#### EXERCISE PASSAGE:

Government forces call off air strikes against rebel positions north of the central Hama province due to reduced visibility.
Israelis suffering from Tuesday’s severe and unseasonal sandstorm were in good company.
In Lebanon, two people were said to have died from the effects of the blanket of yellow dust and hundreds were hospitalized. Six were reportedly killed in Syria, including two children. The storm also grounded the air force of the Assad regime.
The meteorological department at Beirut’s Rafik Hariri International Airport described the storm as being “unprecedented” in Lebanon’s modern history, according to Al-Jazeera.
The Lebanese health ministry reported that two women had died and over 750 had been hospitalized with breathing problems or related issues. People in Beirut, especially those with health issues, were advised to stay indoors while many of those who ventured onto the streets wore surgical masks.
Visibility in the Lebanese capital was significantly reduced and Beirut’s Traffic Management Centre advised drivers to be cautious in order to avoid accidents.
Lebanese authorities warned residents against burning trash that has piled up on Beirut streets this summer, sparking a political crisis and daily protests.
Damascus, the capital of Syria, was also blanketed by dust, as was the city of Homs. Adeeb Mahmoud, the head of a major hospital in the city, said over 1,200 people, including 100 children, had been treated for breathing problems since the night before.
Reduced visibility forced the government to call off its air strikes against rebel positions north of the central province of Hama, according to local media.
Jordan and Egypt were also affected by the sandstorm.

#### LISTED RECORDS:
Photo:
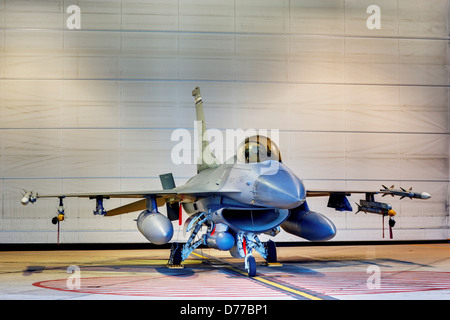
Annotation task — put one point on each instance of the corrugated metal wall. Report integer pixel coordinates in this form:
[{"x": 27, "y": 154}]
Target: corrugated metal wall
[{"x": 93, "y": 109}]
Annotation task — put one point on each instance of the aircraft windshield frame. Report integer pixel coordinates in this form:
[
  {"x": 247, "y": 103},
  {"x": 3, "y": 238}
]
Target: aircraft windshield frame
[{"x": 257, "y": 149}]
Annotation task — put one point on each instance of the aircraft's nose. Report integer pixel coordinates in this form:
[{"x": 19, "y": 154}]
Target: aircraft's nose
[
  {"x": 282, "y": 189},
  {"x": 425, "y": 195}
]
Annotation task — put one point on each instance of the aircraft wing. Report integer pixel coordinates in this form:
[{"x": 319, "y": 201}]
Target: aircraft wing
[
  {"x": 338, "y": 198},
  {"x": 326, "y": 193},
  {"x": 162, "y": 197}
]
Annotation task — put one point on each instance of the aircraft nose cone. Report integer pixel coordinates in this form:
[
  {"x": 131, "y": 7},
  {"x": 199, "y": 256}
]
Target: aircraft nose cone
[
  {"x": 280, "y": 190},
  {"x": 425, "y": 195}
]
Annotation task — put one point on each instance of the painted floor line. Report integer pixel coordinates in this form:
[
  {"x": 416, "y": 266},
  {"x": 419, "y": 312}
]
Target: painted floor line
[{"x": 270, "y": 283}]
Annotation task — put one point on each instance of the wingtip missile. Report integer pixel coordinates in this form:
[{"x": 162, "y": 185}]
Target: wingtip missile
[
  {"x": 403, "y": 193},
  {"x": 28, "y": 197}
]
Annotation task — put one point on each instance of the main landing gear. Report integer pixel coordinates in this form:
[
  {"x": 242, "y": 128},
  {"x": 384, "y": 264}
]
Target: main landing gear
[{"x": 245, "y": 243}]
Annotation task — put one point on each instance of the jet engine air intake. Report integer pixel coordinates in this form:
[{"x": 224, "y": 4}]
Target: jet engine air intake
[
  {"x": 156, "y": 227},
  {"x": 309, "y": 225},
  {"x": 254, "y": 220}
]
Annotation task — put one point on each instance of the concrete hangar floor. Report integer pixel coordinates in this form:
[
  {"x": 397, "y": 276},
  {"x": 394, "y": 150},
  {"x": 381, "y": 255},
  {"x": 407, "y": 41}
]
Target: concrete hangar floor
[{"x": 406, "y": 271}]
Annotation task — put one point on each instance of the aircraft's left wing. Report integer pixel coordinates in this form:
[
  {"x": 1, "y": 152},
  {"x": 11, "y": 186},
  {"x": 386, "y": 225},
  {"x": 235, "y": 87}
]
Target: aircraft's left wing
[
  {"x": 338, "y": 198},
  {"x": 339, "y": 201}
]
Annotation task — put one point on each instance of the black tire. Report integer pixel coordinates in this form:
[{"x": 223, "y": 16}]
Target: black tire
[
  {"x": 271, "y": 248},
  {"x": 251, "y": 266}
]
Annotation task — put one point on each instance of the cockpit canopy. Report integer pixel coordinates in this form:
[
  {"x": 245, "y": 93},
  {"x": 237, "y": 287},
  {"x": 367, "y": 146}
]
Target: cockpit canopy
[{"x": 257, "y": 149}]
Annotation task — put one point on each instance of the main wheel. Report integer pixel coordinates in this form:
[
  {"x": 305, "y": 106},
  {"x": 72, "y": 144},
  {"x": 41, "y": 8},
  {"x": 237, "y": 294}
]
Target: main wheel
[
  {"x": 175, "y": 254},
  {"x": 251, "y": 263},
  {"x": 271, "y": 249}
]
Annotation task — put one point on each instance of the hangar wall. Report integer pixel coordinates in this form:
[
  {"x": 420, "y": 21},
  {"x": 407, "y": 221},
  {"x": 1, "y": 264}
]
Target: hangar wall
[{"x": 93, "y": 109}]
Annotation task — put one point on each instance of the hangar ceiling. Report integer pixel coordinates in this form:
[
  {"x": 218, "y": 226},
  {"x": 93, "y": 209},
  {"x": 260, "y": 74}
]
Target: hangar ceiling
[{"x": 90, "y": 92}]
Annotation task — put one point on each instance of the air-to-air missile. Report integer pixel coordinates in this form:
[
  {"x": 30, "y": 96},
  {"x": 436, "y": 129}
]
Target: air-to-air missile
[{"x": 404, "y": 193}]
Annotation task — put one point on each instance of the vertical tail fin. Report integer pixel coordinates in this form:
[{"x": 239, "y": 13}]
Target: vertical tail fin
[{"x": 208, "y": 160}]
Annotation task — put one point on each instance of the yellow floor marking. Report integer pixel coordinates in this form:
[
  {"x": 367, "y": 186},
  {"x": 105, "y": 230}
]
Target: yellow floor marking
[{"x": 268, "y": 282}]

#### ACTIVITIES:
a - According to the sandstorm article, how many people did the Lebanese health ministry report as hospitalized?
b - State whether each statement agrees with the sandstorm article, answering yes or no and quoting the deciding words: (i) The meteorological department at Beirut's airport called the storm unprecedented in Lebanon's modern history. (ii) Jordan escaped the effects of the sandstorm. (iii) Six people were reportedly killed in Syria, two of them children.

#### SOLUTIONS TO THE EXERCISE:
a - Over 750 people were hospitalized with breathing problems or related issues.

b -
(i) Yes: "described the storm as being “unprecedented” in Lebanon’s modern history"
(ii) No: "Jordan and Egypt were also affected by the sandstorm."
(iii) Yes: "Six were reportedly killed in Syria, including two children."